- _WHAT IS REQUIRED_: Return the part of the discussion thread that opens with the words containing "It’s easy to" and closes with "billion by 2100.", copied character for character.

- _TEXT PASSAGE_:

---

I find the simulation and visualization of the same topic (albeit for US only) by DataFlow much more engaging and comprehensible. The project is based on data of a US survey.
Pretty entertaining to watch the bubbles change color/activity but be unable to go to their designated area because they're unable to break away from the bulk of their neighbors.
Like peer pressure, but really just an artifact of the chosen technology for the visualization
I think something similar can be done on the world-wide scale with MTUS (Multinational Time Use Study) data [0], with some creative interpolation. From what I gathered, OP's simulation is more of a live Fermi estimate, so it would be interesting to see the same done with greater precision.
I find it neat that the simulation appears to "pulse" almost like a heartbeat, because so many of our activities are tied to the clock and state changes disproportionately occur on the hour or half-hour. It's especially noticeable when using the "fast" playback option.
How different this would have looked before the invention of mechanized timekeeping!
I thought the same thing. I also found it surprising that the number of people on a smoking break was quite a bit higher than either of those - I wonder how many transition from intimacy to smoke break :D
Not sure about you, but most smokers I'm aware of smoke way more frequently than anyone can reasonably have sex. There would probably be significant benefits to swapping the frequency of those habbits, but I'm afraid there might be some practical concerns.
A net positive birth rate is still concerning. 8.2 billion people is a lot. All of the world’s problems, from energy sourcing to food production to climate change become harder and harder as the population continues to grow.
It’s easy to be complacent in developed countries because birth rates have come way down, probably because of increased wealth and better education/opportunity for women and girls - but this is not yet the case in developing countries, and the nature of exponential growth is that if it exists anywhere locally, then it will eventually come to exist globally.
It really doesn’t help to cut aid programmes to places that are most in need of development.
The Club for Rome estimates that global population will peak at just below 9 billion by the middle of the century and then begin a sharp decline, ending at under 7 billion by 2100.
This is really bad if your country's pension and welfare system assumes a certain ratio of people will be in the labor force, relative to the number of old and retired people, as most developed countries do. A declining birth rate is much worse than a slightly positive birth rate.
Maybe time to fix the ponzi approach to pensions and welfare instead of continuing to assume unlimited population growth on a finite planet.
Edit: it’s not that I don’t believe the population projections showing a peak later in the century (although I think the Club of Rome one in particular is inaccurate), it’s that these projections are based on there being continued effort to bring birth rates down, hence now not being the time for complacency or defunding these efforts.

---

- _AVAILABLE DATA_:

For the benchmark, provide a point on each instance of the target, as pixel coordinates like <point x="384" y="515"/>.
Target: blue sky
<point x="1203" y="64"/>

---

- _WRITTEN ANSWER_:
It’s easy to be complacent in developed countries because birth rates have come way down, probably because of increased wealth and better education/opportunity for women and girls - but this is not yet the case in developing countries, and the nature of exponential growth is that if it exists anywhere locally, then it will eventually come to exist globally.
It really doesn’t help to cut aid programmes to places that are most in need of development.
The Club for Rome estimates that global population will peak at just below 9 billion by the middle of the century and then begin a sharp decline, ending at under 7 billion by 2100.